RECORDS FOR THIS EXERCISE:
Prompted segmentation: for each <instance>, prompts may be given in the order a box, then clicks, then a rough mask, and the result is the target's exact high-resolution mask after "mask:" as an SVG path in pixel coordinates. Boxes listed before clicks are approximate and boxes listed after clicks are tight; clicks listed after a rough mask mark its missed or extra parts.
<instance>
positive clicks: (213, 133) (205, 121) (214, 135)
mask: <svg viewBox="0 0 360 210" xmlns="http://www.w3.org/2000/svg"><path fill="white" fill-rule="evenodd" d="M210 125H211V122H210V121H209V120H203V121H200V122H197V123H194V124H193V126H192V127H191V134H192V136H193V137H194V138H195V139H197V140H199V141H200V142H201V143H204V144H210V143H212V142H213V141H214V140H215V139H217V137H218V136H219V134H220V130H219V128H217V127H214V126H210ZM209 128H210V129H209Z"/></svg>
--
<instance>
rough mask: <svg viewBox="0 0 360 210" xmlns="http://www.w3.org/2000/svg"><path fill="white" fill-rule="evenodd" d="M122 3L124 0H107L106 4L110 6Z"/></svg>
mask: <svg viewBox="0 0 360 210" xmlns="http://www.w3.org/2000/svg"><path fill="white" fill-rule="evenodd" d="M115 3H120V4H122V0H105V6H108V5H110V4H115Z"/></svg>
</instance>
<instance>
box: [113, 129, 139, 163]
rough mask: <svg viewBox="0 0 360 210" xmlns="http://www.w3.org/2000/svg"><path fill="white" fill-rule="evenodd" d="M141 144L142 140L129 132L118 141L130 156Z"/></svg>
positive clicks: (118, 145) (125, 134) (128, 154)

GOAL OF THE EXERCISE:
In the listing above, locate the line containing "144L142 140L129 132L118" and the line containing "positive clicks: (118, 145)". Transcribe those two lines and everything between them, exactly as written.

ANSWER AREA:
rough mask: <svg viewBox="0 0 360 210" xmlns="http://www.w3.org/2000/svg"><path fill="white" fill-rule="evenodd" d="M141 144L142 140L129 132L118 141L130 156Z"/></svg>
positive clicks: (118, 145) (125, 134) (128, 154)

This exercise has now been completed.